> _Texte fourni_
▬▬▬

Je m’en souviens comme si c’était hier. Ce mois et cette année m’accompagneront jusqu’à ma tombe. Il était 19h quand tout a basculé.  Nous étions assis comme une famille normale au salon pour dîner. Ce jour fut le dernier que j’ai vu mon père, ma mère, mes frères et sœurs. Aujourd’hui, même si ma vie a changé, le danger est  toujours dehors. 

Je m’appelle MASIKA (nom d’emprunt) je suis la cadette et la survivante dans ma famille. Je n’ai ni père, ni mère et encore moins des frères et sœurs. Vous êtes curieux de savoir pourquoi ? 

Eh bien, c’était un samedi 19 octobre 2019 à 19h. Nous partagions le repas du soir, quand soudainement nous entendîmes les bruits des bottes. A l’extérieur, un silence régnait. Le ciel se grisait de fumées, des maisons partaient en fumée. Une panique avait fait sortir les habitants de la cité dans des maisons, les gens couraient çà et là. J’étais avec ma sœur aînée. Nous avons pris la direction de la grande route qui malheureusement était débordée par des rebelles ADF/NALU. Enfin à l’ abri dans un logement insalubre, ma sœur caresse affectueusement ma chevelure dense. Trop souvent, les rebelles ADF sont anonymes. Ici, ils ont un visage. 

Même s’il fait noir, les éclats des maisons qui brulaient renvoyaient la lumière sur leurs visages. Quelques minutes plus tard, j’entendis la porte du logement se refermer. Ils sont là à l’intérieur.

▬▬▬

> _Lignes enregistrées_
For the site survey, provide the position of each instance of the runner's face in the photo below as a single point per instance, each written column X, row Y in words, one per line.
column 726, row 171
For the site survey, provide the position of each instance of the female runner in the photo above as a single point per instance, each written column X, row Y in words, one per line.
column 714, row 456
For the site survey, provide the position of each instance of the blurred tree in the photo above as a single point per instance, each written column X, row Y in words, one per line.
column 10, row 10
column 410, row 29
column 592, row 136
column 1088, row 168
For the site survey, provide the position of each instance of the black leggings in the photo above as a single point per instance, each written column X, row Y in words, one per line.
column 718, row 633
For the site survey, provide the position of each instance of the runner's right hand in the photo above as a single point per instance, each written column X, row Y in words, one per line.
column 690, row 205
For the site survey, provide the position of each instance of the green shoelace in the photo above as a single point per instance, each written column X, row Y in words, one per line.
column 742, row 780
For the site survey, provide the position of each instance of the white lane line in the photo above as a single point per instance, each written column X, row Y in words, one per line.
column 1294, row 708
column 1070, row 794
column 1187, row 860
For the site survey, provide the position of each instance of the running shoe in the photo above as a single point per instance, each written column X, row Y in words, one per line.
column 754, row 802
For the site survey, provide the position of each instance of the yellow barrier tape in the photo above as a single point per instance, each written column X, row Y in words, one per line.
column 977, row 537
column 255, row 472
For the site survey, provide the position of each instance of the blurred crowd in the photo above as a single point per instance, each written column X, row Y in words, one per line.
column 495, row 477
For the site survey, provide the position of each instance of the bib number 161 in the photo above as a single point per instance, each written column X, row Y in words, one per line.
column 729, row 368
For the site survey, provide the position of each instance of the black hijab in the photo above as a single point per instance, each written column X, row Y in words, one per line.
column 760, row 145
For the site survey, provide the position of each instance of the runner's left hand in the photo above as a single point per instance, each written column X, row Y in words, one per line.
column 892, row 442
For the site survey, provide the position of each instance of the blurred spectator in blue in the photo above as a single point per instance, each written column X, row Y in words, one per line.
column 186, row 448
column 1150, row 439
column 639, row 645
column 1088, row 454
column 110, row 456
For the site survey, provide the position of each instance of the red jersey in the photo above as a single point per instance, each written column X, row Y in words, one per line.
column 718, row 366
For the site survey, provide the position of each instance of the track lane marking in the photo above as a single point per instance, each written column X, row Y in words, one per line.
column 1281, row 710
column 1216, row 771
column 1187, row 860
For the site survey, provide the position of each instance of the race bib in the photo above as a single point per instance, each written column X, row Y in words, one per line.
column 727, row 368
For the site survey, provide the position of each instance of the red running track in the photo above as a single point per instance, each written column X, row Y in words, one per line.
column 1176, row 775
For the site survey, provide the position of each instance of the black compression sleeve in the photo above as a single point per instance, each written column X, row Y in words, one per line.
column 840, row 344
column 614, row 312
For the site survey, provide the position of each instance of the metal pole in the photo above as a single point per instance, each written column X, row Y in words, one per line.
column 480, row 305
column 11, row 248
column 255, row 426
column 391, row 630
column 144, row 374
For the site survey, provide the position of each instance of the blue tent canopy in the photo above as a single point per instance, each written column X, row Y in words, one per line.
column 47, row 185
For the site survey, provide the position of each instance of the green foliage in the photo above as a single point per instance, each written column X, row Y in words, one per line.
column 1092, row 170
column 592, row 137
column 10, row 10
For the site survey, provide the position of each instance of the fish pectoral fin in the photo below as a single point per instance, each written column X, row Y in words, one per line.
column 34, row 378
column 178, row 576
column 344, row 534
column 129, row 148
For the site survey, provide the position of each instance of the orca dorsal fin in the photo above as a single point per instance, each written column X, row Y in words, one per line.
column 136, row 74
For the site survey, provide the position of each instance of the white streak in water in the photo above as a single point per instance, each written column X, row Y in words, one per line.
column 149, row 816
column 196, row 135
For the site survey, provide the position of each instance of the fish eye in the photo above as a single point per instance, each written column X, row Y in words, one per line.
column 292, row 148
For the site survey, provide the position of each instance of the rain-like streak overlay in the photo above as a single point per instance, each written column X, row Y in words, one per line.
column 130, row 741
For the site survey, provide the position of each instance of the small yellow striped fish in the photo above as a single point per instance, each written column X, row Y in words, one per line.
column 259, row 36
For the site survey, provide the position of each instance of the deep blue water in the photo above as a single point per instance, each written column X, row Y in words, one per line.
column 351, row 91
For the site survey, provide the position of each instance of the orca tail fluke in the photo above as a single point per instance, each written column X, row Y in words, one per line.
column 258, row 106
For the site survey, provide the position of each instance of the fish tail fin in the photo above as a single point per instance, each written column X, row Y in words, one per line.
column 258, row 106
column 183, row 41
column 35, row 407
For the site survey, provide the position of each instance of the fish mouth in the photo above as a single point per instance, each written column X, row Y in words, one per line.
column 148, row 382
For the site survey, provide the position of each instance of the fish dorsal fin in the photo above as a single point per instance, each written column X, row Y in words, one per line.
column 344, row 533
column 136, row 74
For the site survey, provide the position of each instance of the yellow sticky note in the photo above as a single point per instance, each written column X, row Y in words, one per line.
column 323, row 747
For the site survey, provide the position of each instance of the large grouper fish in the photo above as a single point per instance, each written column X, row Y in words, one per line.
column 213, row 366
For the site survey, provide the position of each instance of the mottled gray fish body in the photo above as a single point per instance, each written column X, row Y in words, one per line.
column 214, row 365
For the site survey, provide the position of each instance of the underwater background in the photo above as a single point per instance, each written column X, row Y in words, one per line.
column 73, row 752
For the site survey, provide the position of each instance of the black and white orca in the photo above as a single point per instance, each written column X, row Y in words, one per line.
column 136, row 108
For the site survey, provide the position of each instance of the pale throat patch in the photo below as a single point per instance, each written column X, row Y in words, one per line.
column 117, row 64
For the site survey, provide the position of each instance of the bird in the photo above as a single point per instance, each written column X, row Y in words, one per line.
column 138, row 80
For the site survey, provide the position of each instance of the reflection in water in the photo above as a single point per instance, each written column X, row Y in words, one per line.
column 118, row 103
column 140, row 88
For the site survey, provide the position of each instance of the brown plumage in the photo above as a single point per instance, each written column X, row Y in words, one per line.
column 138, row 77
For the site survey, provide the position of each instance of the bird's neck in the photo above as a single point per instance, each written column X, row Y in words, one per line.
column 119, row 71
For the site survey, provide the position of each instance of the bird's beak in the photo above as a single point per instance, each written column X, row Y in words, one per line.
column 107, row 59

▬▬▬

> _Consignes à suivre_
- a) Résumez en deux phrases le témoignage ci-dessus.
- b) Recopiez, s'il vous plaît, le passage du témoignage ci-dessus qui commence par les mots « Eh bien, c’était » et se termine par « ont un visage. ».

> _Réponses attendues_
- a) Masika (nom d'emprunt), la cadette et seule survivante de sa famille, raconte que le samedi 19 octobre 2019 à 19h, pendant le dîner familial au salon, des bruits de bottes ont retenti, des maisons sont parties en fumée et les habitants ont fui dans la panique. Partie avec sa sœur aînée vers la grande route envahie par les rebelles ADF/NALU, elle s'abrite dans un logement insalubre, où elle voit les visages des rebelles éclairés par les maisons en feu avant d'entendre la porte se refermer sur eux, à l'intérieur.

- b)
Eh bien, c’était un samedi 19 octobre 2019 à 19h. Nous partagions le repas du soir, quand soudainement nous entendîmes les bruits des bottes. A l’extérieur, un silence régnait. Le ciel se grisait de fumées, des maisons partaient en fumée. Une panique avait fait sortir les habitants de la cité dans des maisons, les gens couraient çà et là. J’étais avec ma sœur aînée. Nous avons pris la direction de la grande route qui malheureusement était débordée par des rebelles ADF/NALU. Enfin à l’ abri dans un logement insalubre, ma sœur caresse affectueusement ma chevelure dense. Trop souvent, les rebelles ADF sont anonymes. Ici, ils ont un visage.